▸ WHAT IS REQUIRED
Gather all lines from the material that contain the word "below".

▸ DATASET
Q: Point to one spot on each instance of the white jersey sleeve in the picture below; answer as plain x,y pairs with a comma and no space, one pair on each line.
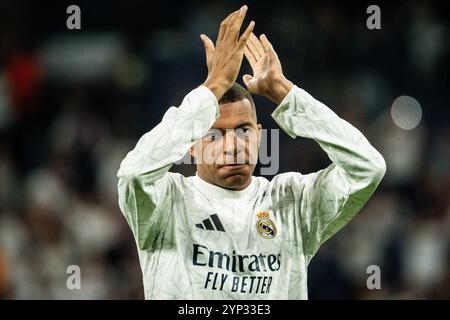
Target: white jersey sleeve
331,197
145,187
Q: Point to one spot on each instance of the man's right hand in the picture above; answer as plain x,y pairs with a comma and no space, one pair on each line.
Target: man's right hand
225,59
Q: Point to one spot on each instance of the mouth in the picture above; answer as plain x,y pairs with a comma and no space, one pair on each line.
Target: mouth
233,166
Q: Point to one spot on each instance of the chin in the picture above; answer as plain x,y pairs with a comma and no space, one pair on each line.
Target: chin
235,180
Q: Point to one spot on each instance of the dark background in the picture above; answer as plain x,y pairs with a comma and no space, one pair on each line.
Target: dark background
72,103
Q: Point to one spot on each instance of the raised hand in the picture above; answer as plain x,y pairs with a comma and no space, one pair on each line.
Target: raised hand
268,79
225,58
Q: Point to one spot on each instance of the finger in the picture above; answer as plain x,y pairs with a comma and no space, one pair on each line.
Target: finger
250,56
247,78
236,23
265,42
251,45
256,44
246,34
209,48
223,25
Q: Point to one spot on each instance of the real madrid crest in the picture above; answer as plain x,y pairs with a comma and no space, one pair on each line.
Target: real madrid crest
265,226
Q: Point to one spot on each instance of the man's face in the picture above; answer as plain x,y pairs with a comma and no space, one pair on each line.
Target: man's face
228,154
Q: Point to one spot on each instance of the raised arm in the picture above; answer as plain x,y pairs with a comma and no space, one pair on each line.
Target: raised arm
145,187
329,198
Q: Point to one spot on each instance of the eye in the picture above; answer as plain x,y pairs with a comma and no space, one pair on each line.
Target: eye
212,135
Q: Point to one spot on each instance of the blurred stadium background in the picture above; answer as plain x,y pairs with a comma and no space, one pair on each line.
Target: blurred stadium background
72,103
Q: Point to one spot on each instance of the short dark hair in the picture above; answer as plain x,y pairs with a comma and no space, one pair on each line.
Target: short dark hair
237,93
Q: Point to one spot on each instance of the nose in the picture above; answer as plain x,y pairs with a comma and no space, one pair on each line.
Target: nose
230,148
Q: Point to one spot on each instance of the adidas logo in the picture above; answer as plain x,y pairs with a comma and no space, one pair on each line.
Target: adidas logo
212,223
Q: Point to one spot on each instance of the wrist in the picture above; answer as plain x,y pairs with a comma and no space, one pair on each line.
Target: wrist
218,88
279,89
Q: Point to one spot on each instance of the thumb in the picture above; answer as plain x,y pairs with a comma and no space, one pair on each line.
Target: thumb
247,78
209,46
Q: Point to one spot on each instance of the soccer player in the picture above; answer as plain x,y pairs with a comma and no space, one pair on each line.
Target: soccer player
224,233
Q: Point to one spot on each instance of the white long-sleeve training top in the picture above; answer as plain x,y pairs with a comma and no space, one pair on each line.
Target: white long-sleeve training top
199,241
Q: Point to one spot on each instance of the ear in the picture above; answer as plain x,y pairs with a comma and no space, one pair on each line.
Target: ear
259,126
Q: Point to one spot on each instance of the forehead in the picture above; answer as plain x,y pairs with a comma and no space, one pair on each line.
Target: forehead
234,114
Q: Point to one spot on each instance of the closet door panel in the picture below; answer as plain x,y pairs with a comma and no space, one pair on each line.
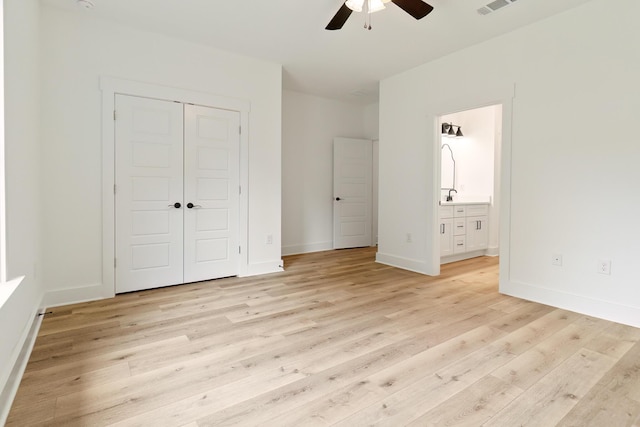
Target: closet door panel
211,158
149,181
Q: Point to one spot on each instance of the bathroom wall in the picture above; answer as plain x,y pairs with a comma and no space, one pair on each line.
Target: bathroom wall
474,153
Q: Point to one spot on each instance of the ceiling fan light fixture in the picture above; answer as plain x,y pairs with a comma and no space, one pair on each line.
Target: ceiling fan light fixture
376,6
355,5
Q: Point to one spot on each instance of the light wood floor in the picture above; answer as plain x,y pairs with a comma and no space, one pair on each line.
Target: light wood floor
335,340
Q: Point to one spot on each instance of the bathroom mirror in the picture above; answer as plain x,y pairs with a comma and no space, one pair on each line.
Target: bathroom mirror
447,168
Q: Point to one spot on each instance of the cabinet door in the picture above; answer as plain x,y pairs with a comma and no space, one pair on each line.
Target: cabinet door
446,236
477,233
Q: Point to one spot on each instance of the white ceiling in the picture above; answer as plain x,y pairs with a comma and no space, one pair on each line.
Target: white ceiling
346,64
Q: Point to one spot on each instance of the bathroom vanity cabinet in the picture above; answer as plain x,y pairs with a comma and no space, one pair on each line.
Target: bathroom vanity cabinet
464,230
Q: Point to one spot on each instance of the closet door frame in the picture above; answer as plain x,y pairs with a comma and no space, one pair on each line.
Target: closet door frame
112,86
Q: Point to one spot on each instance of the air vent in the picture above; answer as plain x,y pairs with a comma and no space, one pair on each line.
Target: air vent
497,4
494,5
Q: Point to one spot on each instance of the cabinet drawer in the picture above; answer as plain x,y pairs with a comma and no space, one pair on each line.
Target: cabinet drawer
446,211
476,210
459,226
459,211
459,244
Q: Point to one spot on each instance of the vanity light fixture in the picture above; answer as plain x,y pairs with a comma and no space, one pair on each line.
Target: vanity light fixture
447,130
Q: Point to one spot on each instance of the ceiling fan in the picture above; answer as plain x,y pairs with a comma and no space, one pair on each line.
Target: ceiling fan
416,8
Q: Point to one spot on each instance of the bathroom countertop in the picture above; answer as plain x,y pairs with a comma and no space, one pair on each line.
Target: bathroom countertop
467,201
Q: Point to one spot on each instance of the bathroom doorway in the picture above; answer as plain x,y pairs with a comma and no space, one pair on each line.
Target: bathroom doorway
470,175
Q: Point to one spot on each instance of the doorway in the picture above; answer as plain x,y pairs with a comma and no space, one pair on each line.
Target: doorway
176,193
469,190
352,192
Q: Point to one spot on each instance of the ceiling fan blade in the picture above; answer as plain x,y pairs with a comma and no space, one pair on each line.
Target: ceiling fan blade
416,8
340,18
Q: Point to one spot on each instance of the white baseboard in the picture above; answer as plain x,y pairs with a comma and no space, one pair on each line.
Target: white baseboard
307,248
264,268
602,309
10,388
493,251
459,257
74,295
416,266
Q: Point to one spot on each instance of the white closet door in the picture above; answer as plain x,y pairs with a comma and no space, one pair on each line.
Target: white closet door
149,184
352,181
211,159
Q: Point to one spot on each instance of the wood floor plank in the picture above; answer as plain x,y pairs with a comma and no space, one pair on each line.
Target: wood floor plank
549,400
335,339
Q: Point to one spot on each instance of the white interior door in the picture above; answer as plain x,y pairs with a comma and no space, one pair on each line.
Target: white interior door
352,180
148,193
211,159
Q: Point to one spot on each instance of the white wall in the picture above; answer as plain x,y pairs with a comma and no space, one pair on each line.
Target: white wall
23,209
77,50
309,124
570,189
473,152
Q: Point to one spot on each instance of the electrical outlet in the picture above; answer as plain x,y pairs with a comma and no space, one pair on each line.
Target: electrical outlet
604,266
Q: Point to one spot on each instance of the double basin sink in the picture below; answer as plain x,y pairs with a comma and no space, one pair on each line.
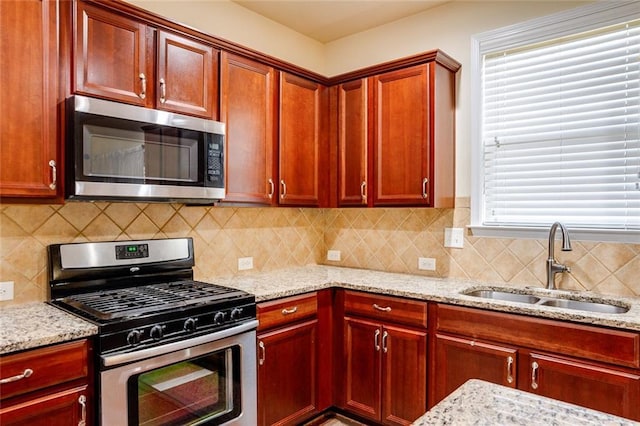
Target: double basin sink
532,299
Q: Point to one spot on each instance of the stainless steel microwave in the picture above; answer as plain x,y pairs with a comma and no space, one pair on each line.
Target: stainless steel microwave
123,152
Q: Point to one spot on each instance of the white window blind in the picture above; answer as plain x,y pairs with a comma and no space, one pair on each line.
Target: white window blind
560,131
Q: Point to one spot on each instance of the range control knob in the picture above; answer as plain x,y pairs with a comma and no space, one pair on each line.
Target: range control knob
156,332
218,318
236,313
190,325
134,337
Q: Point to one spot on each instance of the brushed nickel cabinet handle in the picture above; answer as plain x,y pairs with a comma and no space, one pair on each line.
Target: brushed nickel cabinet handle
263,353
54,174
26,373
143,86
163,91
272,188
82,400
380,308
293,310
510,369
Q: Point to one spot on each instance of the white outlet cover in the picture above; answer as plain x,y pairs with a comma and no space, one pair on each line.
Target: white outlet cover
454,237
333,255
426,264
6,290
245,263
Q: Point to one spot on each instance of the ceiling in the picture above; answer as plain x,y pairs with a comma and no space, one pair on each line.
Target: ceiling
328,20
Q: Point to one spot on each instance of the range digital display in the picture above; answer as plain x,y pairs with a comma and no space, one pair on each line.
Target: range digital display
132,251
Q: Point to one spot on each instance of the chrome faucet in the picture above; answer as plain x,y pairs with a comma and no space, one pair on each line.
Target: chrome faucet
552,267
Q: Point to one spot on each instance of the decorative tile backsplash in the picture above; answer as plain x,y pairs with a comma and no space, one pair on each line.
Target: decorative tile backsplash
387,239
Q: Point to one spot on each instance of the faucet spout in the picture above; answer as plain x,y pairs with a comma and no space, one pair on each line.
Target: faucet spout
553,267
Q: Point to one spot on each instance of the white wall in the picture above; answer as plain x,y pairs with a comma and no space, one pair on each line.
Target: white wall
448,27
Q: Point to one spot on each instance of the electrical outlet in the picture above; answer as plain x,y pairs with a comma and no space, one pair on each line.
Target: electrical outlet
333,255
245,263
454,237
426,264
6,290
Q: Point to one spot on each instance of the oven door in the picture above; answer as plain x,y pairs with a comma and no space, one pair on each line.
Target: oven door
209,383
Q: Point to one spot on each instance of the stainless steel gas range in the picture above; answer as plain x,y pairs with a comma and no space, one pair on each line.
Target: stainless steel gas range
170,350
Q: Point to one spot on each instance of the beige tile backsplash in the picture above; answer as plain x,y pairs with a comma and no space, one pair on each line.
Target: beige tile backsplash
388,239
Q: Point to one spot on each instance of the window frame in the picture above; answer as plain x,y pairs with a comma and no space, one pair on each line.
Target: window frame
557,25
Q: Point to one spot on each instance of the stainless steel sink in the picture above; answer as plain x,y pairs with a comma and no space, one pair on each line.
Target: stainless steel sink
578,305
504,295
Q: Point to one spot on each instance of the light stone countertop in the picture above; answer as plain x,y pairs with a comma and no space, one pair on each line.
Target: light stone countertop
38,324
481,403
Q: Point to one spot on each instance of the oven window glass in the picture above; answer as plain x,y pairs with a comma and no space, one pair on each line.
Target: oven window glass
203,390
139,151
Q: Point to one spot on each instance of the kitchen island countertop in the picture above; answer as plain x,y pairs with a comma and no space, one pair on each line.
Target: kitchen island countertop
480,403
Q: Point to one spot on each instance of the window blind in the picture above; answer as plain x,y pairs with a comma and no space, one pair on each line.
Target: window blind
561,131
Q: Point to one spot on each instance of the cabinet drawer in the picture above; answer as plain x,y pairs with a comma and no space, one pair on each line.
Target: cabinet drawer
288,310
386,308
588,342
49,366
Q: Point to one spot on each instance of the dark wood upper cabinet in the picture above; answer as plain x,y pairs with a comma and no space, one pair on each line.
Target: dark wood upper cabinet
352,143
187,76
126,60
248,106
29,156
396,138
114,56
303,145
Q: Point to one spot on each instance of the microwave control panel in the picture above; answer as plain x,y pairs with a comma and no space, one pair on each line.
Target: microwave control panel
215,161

▸ ANSWER TO THIS PROBLEM
Q: Point to one spot on each instance of the white jersey sleeve in the picture below; answer as plain x,y pairs with a comma and no space, one pair on each line.
Q: Point to one spot on each instance of the closet door panel in the picture below; answer as plain x,y pairs with a comma and no space, one pair on each line.
Q: Point to one spot on each instance of the double basin sink in the picture below; answer as plain x,y pairs with a comma and no space, one pair on each line.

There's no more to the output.